• YOUR INSTRUCTIONS:
Please transcribe the listing below in full and word for word, without its pictures.

----

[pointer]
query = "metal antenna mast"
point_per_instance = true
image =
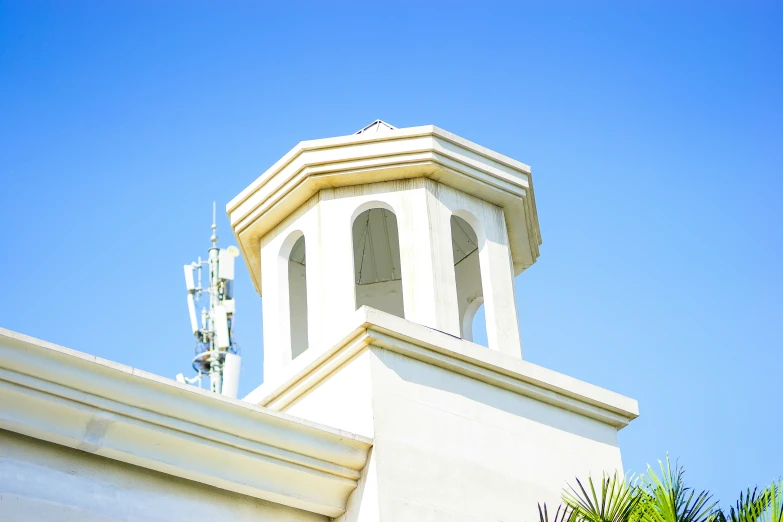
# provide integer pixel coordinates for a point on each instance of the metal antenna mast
(216, 350)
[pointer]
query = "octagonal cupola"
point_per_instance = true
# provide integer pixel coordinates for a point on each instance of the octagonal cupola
(416, 222)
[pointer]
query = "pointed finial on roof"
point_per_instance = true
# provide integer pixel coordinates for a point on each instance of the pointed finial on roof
(376, 126)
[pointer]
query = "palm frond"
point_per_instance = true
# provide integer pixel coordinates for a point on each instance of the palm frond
(671, 501)
(749, 508)
(615, 502)
(774, 511)
(563, 514)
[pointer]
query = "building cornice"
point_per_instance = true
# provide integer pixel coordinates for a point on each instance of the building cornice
(426, 151)
(94, 405)
(373, 328)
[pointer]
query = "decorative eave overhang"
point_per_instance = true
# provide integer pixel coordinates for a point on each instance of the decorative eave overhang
(374, 328)
(93, 405)
(426, 151)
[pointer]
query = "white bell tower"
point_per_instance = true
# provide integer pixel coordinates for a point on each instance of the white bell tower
(416, 222)
(372, 253)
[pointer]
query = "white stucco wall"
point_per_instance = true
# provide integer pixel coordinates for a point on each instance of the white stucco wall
(41, 481)
(423, 209)
(452, 448)
(451, 445)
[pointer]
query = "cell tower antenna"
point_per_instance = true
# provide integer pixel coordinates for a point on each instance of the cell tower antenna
(216, 350)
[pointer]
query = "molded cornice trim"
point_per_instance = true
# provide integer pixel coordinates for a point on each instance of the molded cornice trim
(374, 328)
(67, 397)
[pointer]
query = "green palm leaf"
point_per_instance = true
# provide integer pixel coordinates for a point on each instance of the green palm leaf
(615, 502)
(749, 508)
(774, 511)
(563, 514)
(671, 501)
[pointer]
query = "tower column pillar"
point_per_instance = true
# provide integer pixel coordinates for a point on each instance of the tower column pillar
(428, 284)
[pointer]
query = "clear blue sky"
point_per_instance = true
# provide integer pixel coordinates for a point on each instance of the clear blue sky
(654, 131)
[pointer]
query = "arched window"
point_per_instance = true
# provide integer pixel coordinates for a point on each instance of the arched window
(376, 261)
(297, 298)
(467, 271)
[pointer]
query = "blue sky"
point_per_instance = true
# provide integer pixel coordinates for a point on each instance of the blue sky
(653, 130)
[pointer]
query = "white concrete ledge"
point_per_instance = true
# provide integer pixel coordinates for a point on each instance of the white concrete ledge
(83, 402)
(372, 327)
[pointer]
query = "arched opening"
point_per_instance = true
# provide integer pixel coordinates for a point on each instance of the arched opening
(376, 261)
(297, 298)
(467, 271)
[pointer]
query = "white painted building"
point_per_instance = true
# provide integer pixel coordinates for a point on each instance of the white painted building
(372, 253)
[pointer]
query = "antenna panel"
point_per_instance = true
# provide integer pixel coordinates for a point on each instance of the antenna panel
(226, 265)
(231, 367)
(189, 278)
(192, 313)
(222, 339)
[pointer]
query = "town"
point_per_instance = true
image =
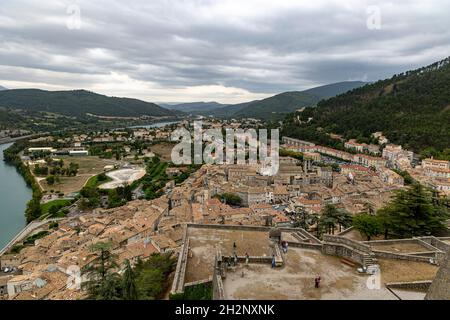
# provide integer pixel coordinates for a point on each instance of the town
(230, 230)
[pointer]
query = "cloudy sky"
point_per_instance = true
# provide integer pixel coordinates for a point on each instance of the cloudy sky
(222, 50)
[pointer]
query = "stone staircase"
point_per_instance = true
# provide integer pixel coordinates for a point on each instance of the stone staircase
(370, 263)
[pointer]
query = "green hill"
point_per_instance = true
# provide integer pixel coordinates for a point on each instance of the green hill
(412, 109)
(79, 103)
(291, 101)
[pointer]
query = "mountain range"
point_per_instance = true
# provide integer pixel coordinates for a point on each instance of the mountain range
(279, 104)
(79, 103)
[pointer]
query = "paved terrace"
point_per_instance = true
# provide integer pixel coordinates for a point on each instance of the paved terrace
(203, 243)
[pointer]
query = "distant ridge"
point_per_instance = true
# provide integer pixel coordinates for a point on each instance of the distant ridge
(79, 103)
(287, 102)
(411, 109)
(282, 103)
(194, 106)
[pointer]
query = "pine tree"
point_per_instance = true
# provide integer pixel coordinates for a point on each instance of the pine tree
(129, 283)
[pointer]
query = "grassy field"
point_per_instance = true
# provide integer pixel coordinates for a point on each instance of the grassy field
(88, 167)
(60, 203)
(93, 182)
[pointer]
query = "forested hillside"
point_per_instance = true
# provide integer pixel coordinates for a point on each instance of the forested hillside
(78, 103)
(412, 109)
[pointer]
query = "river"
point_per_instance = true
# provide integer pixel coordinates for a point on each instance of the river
(14, 195)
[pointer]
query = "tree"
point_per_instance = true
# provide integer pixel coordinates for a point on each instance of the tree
(368, 225)
(343, 219)
(385, 218)
(129, 283)
(103, 283)
(368, 208)
(331, 217)
(50, 180)
(301, 218)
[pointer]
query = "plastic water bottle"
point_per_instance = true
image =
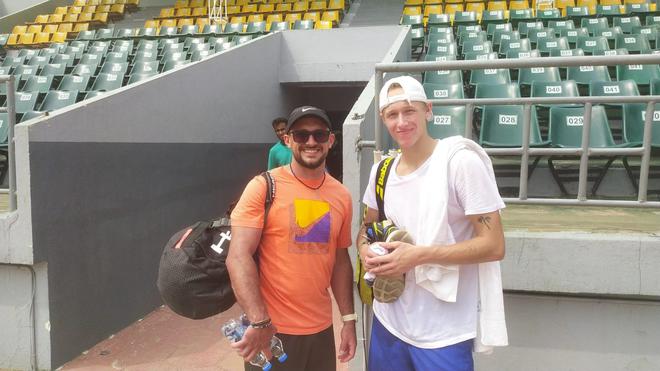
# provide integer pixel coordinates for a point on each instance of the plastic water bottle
(276, 347)
(234, 331)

----

• THE COMPLETED TASK:
[pointer]
query = "metal antenna mast"
point_per_instance = true
image =
# provide integer pixel coordinates for a point on each instance of the metal antenna mast
(216, 350)
[pointer]
query = "octagonal cupola"
point_per_instance = true
# provide integer pixel coordinates for a point on each instance of the octagonal cupola
(416, 222)
[pointer]
query = "pointed finial on roof"
point_per_instance = true
# provide integer pixel coordinates for a point on each instance of the pointed finial on roof
(376, 126)
[pointer]
query = "palm frond"
point_per_instance = true
# provide integer pixel coordinates for a point on each instance of the palm frond
(671, 501)
(749, 508)
(615, 502)
(774, 511)
(563, 514)
[pointer]
query = "building cornice"
point_per_instance = true
# provide integer pixel coordinates for a point on each instance of the building cornice
(426, 151)
(94, 405)
(373, 328)
[pointer]
query = "decorative eave overhang"
point_per_instance = true
# provide integer pixel coordinates for a point on each instance of the decorative eave overhang
(374, 328)
(93, 405)
(426, 151)
[pointer]
query = "white bell tower"
point_per_instance = true
# provide integer pixel coordinates for a point on each instance of the white bell tower
(416, 222)
(372, 253)
[pointer]
query = "white stucco wall"
point_per_instance = true
# provide integer pixel coordinates for a point on each instance of the white stucco wall
(41, 481)
(423, 209)
(452, 448)
(451, 445)
[pointer]
query = "cell tower antenna"
point_per_instance = true
# provide integer pixel coordinates for a point on each instance of the cell tower antenna
(216, 350)
[pointer]
query = "molded cornice trim"
point_per_instance = true
# provide integer pixel coordinates for a point on each instance of the molded cornice trim
(374, 328)
(67, 397)
[pointer]
query = "green palm leaf"
point_per_instance = true
# provide integer pixel coordinates for a point on each instance of the green palm leaf
(615, 502)
(749, 508)
(774, 511)
(563, 514)
(671, 501)
[pointer]
query = "tower column pillar"
point_per_instance = true
# provide integer pixel coordinates for a point on each instance of the tower column pillar
(428, 284)
[pointer]
query = "clear blue sky"
point_per_instance = true
# provide integer pixel coordinates for a point on each instance of the clear blue sky
(654, 131)
[pointer]
query = "arched window"
point_per_instance = true
# provide integer pixel coordinates for a point on each instance of the arched window
(376, 261)
(297, 298)
(467, 271)
[pointer]
query = "blue sky"
point_per_instance = true
# provide integer pixel coordinates for a point on each instance of the blue sky
(653, 130)
[pointer]
query = "white concrete ledge"
point_per_instance = true
# provide integer pixel coordinates for a point on each instance of the white concrete ledge
(83, 402)
(372, 327)
[pointer]
query = "arched opening"
point_per_instance = true
# provide integer pixel coordinates for a point on each instance of the arched opening
(376, 261)
(297, 298)
(467, 271)
[pointer]
query = "white painted building"
point_per_instance = true
# provide integer pixel coordinates for a point on each instance of the white painted building
(372, 253)
[pointer]
query = "antenna panel"
point_per_instance = true
# provide integer pixel coordinates for a point on each instance of the antenna panel
(226, 265)
(231, 367)
(189, 278)
(192, 313)
(222, 339)
[pointer]
query = "town"
point_per_instance = true
image =
# provide integer pixel coordinates for a point on each instance of the town
(230, 230)
[pointer]
query = "cloudy sky"
point_per_instance = true
# provide integer pixel coordinates for a point on each instance of the cloudy sky
(222, 50)
[pointer]
query = "stone staircase"
point_per_instance = true
# provide integer pixel coordinates for a point on each instance of the stone staircase
(370, 263)
[pointer]
query = "green hill"
point_per_instance = true
# provide integer pixel coordinates for a point on each instance of the green hill
(412, 109)
(79, 103)
(291, 101)
[pointer]
query = "mountain range"
point_per_instance = true
# provide integer pixel coordinates for a point on each instance of the mountain range
(279, 104)
(79, 103)
[pointer]
query = "paved terrace"
point_per_instance = true
# provide integer pixel coordinates for a point on each instance of the paved terrace
(203, 243)
[pointer]
query = "distant ridge"
point_per_instance = true
# provide integer pixel coordinates for a point on each instance of the distant ridge
(79, 103)
(287, 102)
(411, 109)
(282, 103)
(194, 106)
[pointer]
query = "pine tree"
point_per_instance = true
# provide integer pixel coordinates for a point on each instance of the pine tree
(129, 283)
[pointer]
query = "grassy field"
point_per_instance = true
# provide integer pixel coordinates for a point on each instance of the grassy field
(88, 167)
(60, 203)
(93, 182)
[pointer]
query = "forested hillside"
point_per_instance = true
# provide integer pixel coordinates for a point on each instance of the forested hillside
(78, 103)
(412, 109)
[pointer]
query = "river"
point_per_instance = true
# provide integer pixel coordinates for a point on each instance of the river
(14, 195)
[pointer]
query = "tree"
point_per_instance = true
# provide integer pixel coordinates for a point on each instance of the tree
(368, 225)
(343, 219)
(385, 218)
(129, 283)
(103, 283)
(368, 208)
(331, 217)
(50, 180)
(301, 218)
[pointer]
query = "plastic water bottle"
point_per_instance = true
image =
# provide integer pixel coordinates for a point on each instance of the plastic water bottle
(276, 347)
(234, 331)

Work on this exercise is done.